Print every line of the listing below, starting with the line that holds "Target: bass drum" and going on through the line that holds "Place one keypoint on each instance of the black clarinet, using", both included, and print nothing else.
★ ★ ★ ★ ★
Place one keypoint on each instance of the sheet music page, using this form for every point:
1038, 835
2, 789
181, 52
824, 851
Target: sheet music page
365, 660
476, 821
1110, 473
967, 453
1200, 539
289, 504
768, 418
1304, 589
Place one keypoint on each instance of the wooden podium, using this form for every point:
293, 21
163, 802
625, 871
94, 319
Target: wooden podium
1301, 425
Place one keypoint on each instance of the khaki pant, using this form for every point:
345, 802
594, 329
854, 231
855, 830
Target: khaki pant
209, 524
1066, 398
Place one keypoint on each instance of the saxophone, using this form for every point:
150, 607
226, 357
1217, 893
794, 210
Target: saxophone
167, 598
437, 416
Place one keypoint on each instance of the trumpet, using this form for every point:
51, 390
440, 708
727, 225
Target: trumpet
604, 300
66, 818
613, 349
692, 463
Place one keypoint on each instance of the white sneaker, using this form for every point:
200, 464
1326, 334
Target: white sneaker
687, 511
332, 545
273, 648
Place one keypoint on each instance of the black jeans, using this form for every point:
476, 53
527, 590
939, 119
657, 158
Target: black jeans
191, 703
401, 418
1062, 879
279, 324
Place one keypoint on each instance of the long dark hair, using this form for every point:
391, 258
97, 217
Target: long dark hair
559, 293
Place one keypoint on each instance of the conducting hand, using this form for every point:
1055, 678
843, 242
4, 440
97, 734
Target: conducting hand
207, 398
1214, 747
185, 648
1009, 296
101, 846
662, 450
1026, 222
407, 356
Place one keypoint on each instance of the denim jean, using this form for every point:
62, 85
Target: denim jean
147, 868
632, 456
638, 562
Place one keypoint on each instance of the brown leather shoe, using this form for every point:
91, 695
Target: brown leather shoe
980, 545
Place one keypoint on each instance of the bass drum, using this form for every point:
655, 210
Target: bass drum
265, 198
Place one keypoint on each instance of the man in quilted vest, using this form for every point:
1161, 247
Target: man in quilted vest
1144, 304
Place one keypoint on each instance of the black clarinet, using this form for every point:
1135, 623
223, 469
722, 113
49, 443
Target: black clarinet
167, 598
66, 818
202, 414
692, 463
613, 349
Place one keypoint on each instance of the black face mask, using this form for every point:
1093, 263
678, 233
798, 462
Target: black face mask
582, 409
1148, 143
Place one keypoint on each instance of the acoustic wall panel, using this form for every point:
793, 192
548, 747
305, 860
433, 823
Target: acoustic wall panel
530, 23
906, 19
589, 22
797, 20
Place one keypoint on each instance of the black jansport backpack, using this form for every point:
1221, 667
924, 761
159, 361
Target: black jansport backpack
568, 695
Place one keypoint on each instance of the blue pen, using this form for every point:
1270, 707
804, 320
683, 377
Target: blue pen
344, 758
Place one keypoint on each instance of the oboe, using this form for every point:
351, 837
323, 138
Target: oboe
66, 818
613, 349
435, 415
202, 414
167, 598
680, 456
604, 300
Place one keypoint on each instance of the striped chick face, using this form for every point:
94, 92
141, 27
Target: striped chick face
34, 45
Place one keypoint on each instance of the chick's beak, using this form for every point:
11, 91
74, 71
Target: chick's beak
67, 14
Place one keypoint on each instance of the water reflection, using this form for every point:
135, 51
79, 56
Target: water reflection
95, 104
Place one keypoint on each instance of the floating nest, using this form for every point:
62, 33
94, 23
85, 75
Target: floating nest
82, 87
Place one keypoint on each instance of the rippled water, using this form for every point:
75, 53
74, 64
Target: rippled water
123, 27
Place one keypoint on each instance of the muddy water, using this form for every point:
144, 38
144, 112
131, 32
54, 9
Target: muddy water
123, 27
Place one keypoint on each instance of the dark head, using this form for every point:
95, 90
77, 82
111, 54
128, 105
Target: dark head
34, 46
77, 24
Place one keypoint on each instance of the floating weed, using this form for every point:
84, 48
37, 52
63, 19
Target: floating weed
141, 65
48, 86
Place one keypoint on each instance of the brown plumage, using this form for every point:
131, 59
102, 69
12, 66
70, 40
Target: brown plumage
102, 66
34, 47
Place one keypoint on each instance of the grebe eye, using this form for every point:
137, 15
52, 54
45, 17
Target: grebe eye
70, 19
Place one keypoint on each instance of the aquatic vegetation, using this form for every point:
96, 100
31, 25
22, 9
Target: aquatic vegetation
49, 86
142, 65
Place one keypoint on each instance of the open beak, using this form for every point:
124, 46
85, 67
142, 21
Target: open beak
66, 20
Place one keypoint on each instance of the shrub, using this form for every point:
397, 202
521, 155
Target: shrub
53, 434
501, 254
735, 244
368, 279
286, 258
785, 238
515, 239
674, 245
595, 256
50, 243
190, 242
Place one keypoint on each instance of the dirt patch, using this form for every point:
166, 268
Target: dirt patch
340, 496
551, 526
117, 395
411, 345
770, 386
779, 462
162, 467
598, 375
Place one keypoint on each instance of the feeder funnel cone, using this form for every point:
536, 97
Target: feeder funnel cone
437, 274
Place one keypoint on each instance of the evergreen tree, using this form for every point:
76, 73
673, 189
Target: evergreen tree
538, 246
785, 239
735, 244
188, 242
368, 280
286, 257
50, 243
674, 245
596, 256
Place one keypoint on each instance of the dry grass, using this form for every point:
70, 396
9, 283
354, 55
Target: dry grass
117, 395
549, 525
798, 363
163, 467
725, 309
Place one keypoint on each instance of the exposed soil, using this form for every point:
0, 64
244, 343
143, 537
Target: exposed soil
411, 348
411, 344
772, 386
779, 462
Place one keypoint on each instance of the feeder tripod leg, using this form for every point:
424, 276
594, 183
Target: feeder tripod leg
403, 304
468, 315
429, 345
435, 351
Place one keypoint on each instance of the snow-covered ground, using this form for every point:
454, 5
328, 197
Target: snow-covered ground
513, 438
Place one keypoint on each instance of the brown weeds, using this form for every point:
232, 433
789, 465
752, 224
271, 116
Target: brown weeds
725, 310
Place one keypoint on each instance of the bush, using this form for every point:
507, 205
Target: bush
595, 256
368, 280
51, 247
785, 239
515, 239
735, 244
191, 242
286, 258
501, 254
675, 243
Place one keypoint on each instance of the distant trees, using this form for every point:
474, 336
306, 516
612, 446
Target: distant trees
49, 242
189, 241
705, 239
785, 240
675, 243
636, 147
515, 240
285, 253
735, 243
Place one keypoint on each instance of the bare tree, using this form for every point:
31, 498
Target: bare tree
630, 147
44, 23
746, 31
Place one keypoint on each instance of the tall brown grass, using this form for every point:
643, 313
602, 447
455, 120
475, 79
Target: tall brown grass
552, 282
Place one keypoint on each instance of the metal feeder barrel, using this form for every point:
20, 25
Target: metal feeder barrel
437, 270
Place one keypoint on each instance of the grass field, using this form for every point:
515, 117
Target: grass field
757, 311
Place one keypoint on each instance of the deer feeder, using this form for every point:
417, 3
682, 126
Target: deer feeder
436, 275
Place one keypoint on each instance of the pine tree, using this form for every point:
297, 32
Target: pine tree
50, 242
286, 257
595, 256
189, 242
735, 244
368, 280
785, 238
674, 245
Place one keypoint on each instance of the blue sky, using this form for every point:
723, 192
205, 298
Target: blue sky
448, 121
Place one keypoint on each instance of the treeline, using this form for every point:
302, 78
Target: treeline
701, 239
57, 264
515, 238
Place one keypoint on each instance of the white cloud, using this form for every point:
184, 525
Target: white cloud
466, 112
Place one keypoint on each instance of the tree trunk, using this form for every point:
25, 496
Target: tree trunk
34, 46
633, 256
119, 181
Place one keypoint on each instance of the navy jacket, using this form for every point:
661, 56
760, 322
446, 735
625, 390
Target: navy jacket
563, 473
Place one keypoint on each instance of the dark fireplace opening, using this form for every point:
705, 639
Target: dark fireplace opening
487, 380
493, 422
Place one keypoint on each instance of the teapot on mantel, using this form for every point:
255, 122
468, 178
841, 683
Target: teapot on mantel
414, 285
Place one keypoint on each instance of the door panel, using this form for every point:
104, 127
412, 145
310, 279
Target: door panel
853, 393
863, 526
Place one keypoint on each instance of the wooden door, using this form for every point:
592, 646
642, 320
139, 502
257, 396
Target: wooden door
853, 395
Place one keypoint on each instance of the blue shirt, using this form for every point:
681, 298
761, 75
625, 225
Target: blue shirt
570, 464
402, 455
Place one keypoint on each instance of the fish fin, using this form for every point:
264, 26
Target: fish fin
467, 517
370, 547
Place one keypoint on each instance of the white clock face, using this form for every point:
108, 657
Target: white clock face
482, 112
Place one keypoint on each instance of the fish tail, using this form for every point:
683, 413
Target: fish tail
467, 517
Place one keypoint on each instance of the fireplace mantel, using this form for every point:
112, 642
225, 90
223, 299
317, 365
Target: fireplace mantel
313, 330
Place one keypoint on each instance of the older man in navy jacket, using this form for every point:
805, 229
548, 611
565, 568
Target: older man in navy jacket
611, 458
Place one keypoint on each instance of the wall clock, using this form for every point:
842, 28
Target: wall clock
★ ★ ★ ★ ★
OUTPUT OF THE TASK:
Target: bass drum
265, 198
Place one keypoint on each instance of the man in quilted vest, using this form for every point:
1161, 247
Target: man in quilted vest
1144, 304
Place one keypoint on each instance of the black clarinet, using this form for every point:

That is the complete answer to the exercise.